>> START
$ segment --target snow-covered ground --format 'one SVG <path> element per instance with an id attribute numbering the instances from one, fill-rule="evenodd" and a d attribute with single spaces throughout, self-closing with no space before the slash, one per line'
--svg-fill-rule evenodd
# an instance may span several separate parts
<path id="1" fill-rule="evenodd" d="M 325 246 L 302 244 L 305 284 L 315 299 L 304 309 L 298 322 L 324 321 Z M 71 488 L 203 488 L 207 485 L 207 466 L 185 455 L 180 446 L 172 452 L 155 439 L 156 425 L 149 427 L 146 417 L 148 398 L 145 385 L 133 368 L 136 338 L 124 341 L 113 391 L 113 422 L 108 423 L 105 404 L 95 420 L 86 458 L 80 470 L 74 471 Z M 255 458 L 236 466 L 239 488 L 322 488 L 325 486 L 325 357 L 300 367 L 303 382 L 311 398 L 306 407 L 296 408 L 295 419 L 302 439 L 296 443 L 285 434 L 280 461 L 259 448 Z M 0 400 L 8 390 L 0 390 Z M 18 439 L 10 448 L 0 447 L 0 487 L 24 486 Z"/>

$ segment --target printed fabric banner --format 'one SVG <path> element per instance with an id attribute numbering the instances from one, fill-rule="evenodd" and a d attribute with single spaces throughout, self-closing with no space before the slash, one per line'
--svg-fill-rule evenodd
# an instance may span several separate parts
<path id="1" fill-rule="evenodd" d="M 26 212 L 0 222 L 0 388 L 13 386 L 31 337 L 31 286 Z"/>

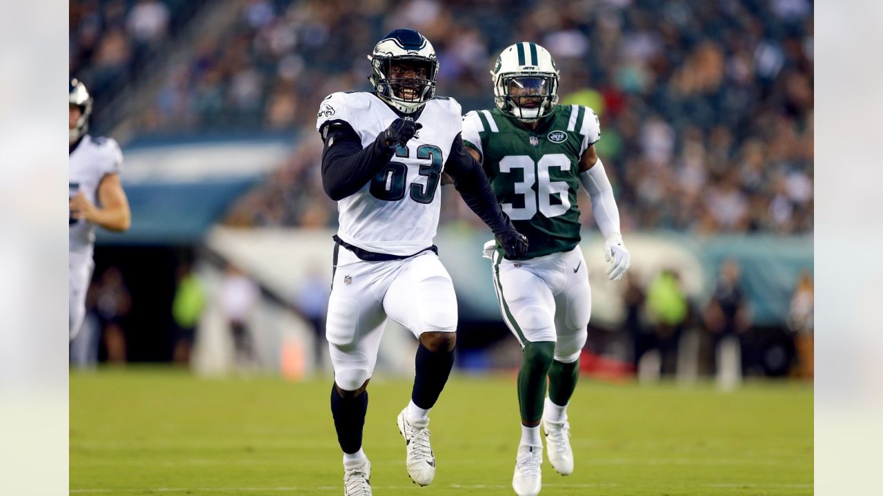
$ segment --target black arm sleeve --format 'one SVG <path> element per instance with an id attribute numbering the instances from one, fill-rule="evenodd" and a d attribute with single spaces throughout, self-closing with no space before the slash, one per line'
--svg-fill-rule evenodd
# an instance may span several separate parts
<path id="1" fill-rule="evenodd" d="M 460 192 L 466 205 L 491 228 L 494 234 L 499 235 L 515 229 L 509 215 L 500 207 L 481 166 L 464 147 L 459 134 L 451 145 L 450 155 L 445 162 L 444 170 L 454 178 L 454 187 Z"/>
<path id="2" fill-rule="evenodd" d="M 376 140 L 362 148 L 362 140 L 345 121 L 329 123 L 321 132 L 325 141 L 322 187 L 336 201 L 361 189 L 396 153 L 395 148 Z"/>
>> END
>> START
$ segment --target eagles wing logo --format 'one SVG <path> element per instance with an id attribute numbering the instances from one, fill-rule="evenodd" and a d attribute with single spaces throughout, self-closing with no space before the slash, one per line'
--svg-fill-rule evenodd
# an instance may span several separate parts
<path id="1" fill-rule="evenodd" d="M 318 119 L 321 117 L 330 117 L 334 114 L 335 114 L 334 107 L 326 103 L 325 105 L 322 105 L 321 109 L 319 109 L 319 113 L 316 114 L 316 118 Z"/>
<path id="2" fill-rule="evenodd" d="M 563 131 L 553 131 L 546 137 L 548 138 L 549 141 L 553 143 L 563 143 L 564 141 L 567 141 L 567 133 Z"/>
>> END
Edit the part of the entries that opens with the line containing "segment --target black" and closes with the line containing "376 140 L 362" by changing "arm sleeve" to "armband" and keeping everything else the same. Return only those lines.

$ segment --target black armband --format 'one SVG <path> element per instance with an id attribute numbering the instances from one, fill-rule="evenodd" and a d attribute with single spaces throughout, self-closing with no space before the slash, one per line'
--svg-fill-rule evenodd
# an instance may span several separate parts
<path id="1" fill-rule="evenodd" d="M 460 192 L 466 205 L 491 228 L 494 234 L 499 235 L 515 229 L 509 215 L 500 207 L 481 166 L 464 147 L 459 134 L 451 145 L 450 155 L 445 162 L 444 170 L 454 178 L 454 187 Z"/>
<path id="2" fill-rule="evenodd" d="M 376 140 L 362 148 L 362 140 L 345 121 L 329 123 L 321 132 L 325 141 L 322 187 L 336 201 L 361 189 L 396 153 L 395 148 Z"/>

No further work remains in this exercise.